-- WORK INSTRUCTION --
Copy the data that follows, exactly and completely.

Stored data
----
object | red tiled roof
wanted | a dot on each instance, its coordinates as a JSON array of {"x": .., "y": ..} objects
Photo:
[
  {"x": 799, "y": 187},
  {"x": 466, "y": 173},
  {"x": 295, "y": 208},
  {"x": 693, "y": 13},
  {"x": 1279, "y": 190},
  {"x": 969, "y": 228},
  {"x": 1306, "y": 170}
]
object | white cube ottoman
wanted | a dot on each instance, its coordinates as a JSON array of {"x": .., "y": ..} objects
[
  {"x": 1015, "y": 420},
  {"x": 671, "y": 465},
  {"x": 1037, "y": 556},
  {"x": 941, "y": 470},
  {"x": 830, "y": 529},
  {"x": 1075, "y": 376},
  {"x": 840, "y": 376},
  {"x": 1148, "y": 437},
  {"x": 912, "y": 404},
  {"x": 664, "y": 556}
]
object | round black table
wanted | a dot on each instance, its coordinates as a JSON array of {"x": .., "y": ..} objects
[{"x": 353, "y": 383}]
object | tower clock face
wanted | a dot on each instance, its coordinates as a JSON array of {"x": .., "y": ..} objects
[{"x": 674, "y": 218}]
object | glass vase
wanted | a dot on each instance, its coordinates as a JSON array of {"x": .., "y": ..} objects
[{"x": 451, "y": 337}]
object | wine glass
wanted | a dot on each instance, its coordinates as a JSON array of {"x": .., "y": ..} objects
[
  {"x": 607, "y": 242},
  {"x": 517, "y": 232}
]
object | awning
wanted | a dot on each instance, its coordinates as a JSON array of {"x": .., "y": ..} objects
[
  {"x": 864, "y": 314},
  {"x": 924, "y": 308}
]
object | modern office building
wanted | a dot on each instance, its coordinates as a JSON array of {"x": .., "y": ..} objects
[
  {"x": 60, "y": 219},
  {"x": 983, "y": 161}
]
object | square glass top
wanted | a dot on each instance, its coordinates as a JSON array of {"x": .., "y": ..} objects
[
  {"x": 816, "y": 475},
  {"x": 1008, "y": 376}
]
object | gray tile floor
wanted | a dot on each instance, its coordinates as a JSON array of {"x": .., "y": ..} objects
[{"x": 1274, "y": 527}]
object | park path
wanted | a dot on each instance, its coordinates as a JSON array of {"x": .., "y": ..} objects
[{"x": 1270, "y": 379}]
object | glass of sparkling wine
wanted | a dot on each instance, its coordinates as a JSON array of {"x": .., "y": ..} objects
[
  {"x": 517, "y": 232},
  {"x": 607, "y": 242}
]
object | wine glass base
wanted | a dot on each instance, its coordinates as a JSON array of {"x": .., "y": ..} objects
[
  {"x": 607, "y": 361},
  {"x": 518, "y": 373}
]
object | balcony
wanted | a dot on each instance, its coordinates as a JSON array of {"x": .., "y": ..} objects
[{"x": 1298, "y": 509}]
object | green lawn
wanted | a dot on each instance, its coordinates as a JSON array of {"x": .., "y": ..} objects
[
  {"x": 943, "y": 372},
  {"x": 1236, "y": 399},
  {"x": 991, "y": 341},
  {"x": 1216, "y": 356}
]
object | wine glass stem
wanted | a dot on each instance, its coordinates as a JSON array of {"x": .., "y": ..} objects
----
-- ANSWER AREA --
object | red tiled roof
wanted | a dot on each instance, its coordinates as a JSON array of {"x": .., "y": ..} objects
Photo:
[
  {"x": 799, "y": 187},
  {"x": 466, "y": 173},
  {"x": 295, "y": 208},
  {"x": 693, "y": 13},
  {"x": 1279, "y": 190},
  {"x": 969, "y": 228},
  {"x": 1306, "y": 170}
]
object | white cube ottoman
wanted | a dot on each instance, its coordinates as a JSON array of {"x": .., "y": ..} objects
[
  {"x": 1015, "y": 420},
  {"x": 671, "y": 465},
  {"x": 1037, "y": 556},
  {"x": 941, "y": 470},
  {"x": 830, "y": 529},
  {"x": 1075, "y": 376},
  {"x": 840, "y": 376},
  {"x": 1148, "y": 437},
  {"x": 912, "y": 404},
  {"x": 664, "y": 556}
]
object | round black table
wanted | a dot on each instance, its coordinates as a JSON array of {"x": .., "y": ..} objects
[{"x": 353, "y": 383}]
object | tower clock face
wanted | a dot on each instance, its coordinates as a JSON array of {"x": .., "y": ..} objects
[{"x": 674, "y": 218}]
object | glass vase
wanted | a dot on each instance, its coordinates as a JSON array of {"x": .., "y": ..} objects
[{"x": 451, "y": 337}]
object | wine glass
wanted | a dot on each instance, its coordinates as a JSON array of {"x": .., "y": ..} objects
[
  {"x": 607, "y": 242},
  {"x": 517, "y": 232}
]
object | awning
wanted | a dot on each instance, its coordinates as a JSON array of {"x": .., "y": ..} objects
[
  {"x": 864, "y": 314},
  {"x": 924, "y": 308}
]
object | modern office building
wanted | a dot on each instance, its coordinates as a JSON array of {"x": .., "y": ..} objects
[
  {"x": 60, "y": 219},
  {"x": 983, "y": 161}
]
object | square glass top
wanted | a dot on each instance, its coordinates as a JSON array of {"x": .., "y": ..} objects
[
  {"x": 816, "y": 475},
  {"x": 1008, "y": 376}
]
object | gray tile floor
wanted | a dot on each instance, its coordinates as a JSON array of {"x": .., "y": ..} objects
[{"x": 1274, "y": 527}]
object | park path
wanted | a dot on each instance, its coordinates as a JSON array of {"x": .., "y": ..} objects
[{"x": 1270, "y": 379}]
object | glass of sparkling wine
wanted | a dot on each instance, its coordinates as a JSON array of {"x": .., "y": ..} objects
[
  {"x": 517, "y": 232},
  {"x": 607, "y": 242}
]
object | wine glass base
wanted | a dot on each instance, its coordinates as a JSON array of {"x": .., "y": ..} objects
[
  {"x": 607, "y": 361},
  {"x": 518, "y": 373}
]
object | balcony
wanted | a dot on each instance, its coordinates as a JSON array of {"x": .., "y": ..} objects
[{"x": 1298, "y": 509}]
object | green lawn
wanted | a dot on each instance, its coordinates as a JSON array of {"x": .., "y": ..} objects
[
  {"x": 943, "y": 372},
  {"x": 1236, "y": 399},
  {"x": 991, "y": 341},
  {"x": 1216, "y": 356}
]
object | wine glass stem
wanted | a dot on each instance, its coordinates as a JSON array of {"x": .., "y": ..} objects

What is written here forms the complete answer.